PROBLEM REQUIREMENTS: Rescale the records from the line containing "Indicate the weathered" through the line containing "x=157, y=754" by writing out every line in that stretch again. Multiply only the answer coordinates by 0.3 and round them to whole numbers, with halves going up, leaving all other lines and numbers unchanged.

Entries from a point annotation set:
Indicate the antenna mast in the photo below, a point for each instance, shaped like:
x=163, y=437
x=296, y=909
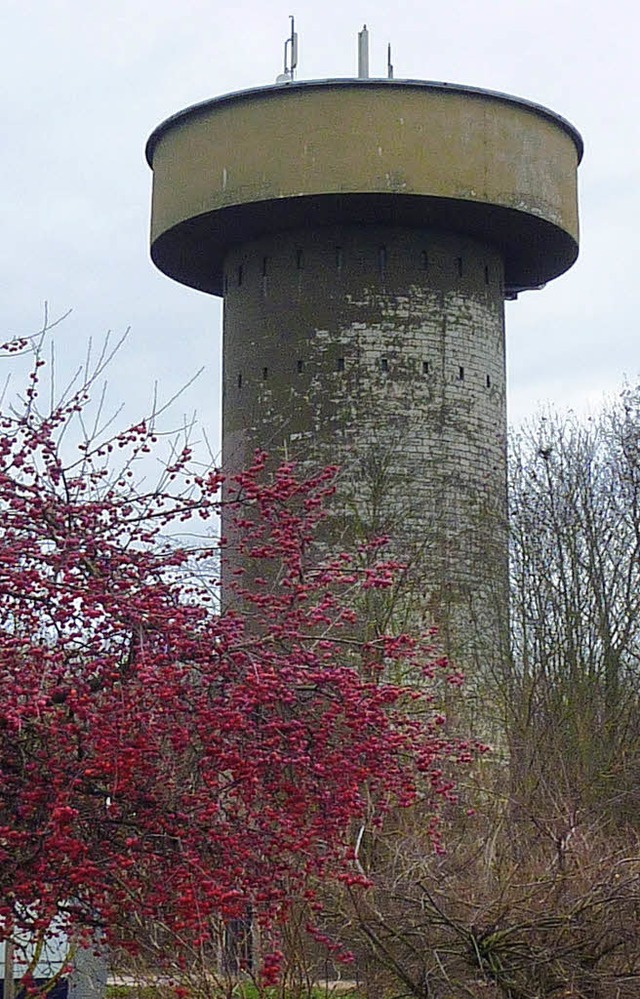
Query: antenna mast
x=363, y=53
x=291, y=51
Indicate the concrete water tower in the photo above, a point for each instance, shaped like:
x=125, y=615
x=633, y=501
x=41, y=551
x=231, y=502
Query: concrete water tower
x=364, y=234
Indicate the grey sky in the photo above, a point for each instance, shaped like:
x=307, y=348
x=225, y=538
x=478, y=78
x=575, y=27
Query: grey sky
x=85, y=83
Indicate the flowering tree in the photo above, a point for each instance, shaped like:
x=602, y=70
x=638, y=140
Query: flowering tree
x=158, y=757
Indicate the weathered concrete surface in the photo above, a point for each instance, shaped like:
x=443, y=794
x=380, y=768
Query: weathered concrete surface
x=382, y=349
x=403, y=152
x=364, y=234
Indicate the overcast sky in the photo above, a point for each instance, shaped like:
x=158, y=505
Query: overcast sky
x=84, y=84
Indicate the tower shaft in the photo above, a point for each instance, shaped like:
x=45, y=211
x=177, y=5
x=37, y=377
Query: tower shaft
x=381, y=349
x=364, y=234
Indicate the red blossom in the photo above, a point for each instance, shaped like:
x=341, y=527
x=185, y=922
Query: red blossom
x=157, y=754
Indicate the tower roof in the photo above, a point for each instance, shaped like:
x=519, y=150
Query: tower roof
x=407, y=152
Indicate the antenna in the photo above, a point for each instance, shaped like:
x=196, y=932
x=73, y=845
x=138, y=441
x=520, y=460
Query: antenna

CORRECT ANSWER:
Indicate the weathered concrete surface in the photo above, a point for each instance, shaped like:
x=443, y=794
x=380, y=768
Query: weathered concrete surface
x=115, y=105
x=121, y=46
x=109, y=70
Indicate the overcast sky in the photo above, a point for each instance, shaped like:
x=158, y=505
Query: overcast sky
x=25, y=25
Indicate the tower shaft in the photo above, a point for each instance, shaped like:
x=45, y=211
x=177, y=5
x=37, y=377
Query: tower shaft
x=114, y=105
x=109, y=70
Indicate the red blossom in the photo above, a point for each instance, shaped like:
x=341, y=527
x=185, y=922
Query: red blossom
x=47, y=226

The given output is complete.